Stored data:

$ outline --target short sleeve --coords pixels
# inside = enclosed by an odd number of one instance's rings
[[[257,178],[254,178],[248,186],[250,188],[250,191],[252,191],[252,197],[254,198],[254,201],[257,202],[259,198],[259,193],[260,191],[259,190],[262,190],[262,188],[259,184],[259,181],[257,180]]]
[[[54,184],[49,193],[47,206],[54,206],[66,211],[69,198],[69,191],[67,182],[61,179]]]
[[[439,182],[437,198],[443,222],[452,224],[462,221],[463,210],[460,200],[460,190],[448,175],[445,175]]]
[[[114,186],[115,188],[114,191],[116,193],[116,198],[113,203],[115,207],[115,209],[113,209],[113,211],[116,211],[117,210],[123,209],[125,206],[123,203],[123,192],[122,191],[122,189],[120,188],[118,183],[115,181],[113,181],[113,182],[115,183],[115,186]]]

* **Your instructions**
Output all of the data above again, line for line and character for character, with nothing changed.

* **Reply to the exercise**
$ outline --target short sleeve --coords pixels
# inside = enclosed by an odd number of one instance's rings
[[[257,178],[254,178],[248,186],[250,188],[250,191],[252,191],[252,197],[254,198],[254,201],[257,202],[259,198],[259,193],[260,191],[259,190],[262,190],[262,188],[259,184],[259,181],[257,180]]]
[[[54,184],[49,193],[47,206],[54,206],[66,211],[69,198],[69,191],[67,182],[61,179]]]
[[[439,182],[437,198],[443,222],[452,224],[462,221],[463,210],[460,200],[460,190],[448,175],[445,175]]]
[[[114,186],[115,188],[114,191],[116,193],[116,198],[113,203],[115,207],[115,209],[113,209],[113,211],[116,211],[117,210],[123,209],[125,206],[123,203],[123,192],[122,191],[122,189],[120,188],[118,183],[115,181],[113,181],[113,182],[115,183],[115,186]]]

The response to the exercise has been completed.